# [Exercise details]
Copy the rows again, requests included, beginning at the line that contains "For the evaluation set, locate the snow in" and stopping after the line that contains "x=140 y=118". Offset each x and y coordinate in the answers by -112, and keep the request lines unchanged.

# [Given data]
+ + + +

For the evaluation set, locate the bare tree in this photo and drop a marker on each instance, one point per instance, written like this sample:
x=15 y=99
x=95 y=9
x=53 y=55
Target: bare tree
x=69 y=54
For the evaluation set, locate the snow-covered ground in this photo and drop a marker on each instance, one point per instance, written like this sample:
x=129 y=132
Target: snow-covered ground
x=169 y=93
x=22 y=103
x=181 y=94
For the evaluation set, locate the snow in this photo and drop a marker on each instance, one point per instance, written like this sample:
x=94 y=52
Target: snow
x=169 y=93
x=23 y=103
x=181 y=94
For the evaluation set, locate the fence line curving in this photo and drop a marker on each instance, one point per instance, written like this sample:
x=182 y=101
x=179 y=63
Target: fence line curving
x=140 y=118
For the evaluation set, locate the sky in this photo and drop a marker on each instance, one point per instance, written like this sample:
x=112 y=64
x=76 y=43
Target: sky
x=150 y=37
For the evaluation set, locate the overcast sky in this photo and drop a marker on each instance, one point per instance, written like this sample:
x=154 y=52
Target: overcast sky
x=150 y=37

+ + + +

# [Correct answer]
For the evaluation set, locate the snow in this photo and drop a marker on each instance, one point per instance, written like this sample:
x=94 y=52
Target: snow
x=57 y=-19
x=-89 y=-9
x=69 y=-18
For the evaluation set, locate the fence line curving in this photo and drop a marker on each instance, one point per instance, written like this sample:
x=182 y=101
x=179 y=63
Target: fence line curving
x=28 y=6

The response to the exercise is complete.